WHAT YOU ARE ASKED TO DO:
Rewrite the Python packaging text from "Using github is" down to "become a module/subpackage)", and replace every "github" with "GitLab".

DOCUMENT:
-- BEGIN --

Basics of package creation in Python

How to create and install Python packages

Author

Dani V

Introduction

Not all reusable code needs to become a large, fancy package like pandas. However, packaging your own functions and workflows is great for organization and reusability. Unlike R’s CRAN, Python’s PyPI does not enforce a formal review process before publishing. This makes distribution easier but it is still the developer’s responsibility to make sure the package is usable.

As a side note, preparing to put code into a package can involve some changes to the original code:
- modularity
- putting code into functions with variables instead of hardcoding
- thinking about other potential use cases for the code blocks you write

1. Creating a basic Python package.

The Python Packaging User Guide has a more in-depth tutorial for package creation.

Using github is not a requirement for creating and publishing python packages, but I find it useful for managing my package files and documentation. It’s also possible to install python packages directly from a github repo without needing to publish to PyPI, which can be convenient for personal projects.

Basic requirements for a package

A minimal Python package contains:

A project directory folder (does not need to have the package name). This will be your working directory while you build the package. This could also be your github repo folder for the package.
A LICENSE file
A pyproject.toml file containing the package metadata (authors, license) and build requirements
A README.md file with a basic description of the package
A source (‘src’) folder to contain the python scripts
A folder (with the package name) with an init.py file (which will become a module/subpackage)

-- END --

DATA RECORDS:
-- BEGIN --

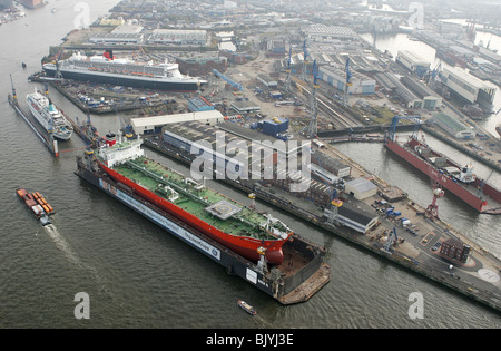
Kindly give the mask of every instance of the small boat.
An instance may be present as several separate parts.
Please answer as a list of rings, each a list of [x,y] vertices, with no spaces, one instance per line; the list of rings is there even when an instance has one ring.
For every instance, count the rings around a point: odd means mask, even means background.
[[[243,300],[238,300],[238,306],[240,309],[243,309],[245,312],[247,312],[248,314],[255,315],[257,313],[257,311],[254,310],[254,308],[252,305],[249,305],[247,302],[245,302]]]
[[[30,208],[37,220],[40,221],[41,225],[45,226],[52,223],[49,215],[53,214],[53,208],[39,192],[29,193],[27,189],[18,188],[16,193],[28,208]]]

-- END --

SOLUTION TO THE PROBLEM:
Using GitLab is not a requirement for creating and publishing python packages, but I find it useful for managing my package files and documentation. It’s also possible to install python packages directly from a GitLab repo without needing to publish to PyPI, which can be convenient for personal projects.

Basic requirements for a package

A minimal Python package contains:

A project directory folder (does not need to have the package name). This will be your working directory while you build the package. This could also be your GitLab repo folder for the package.
A LICENSE file
A pyproject.toml file containing the package metadata (authors, license) and build requirements
A README.md file with a basic description of the package
A source (‘src’) folder to contain the python scripts
A folder (with the package name) with an init.py file (which will become a module/subpackage)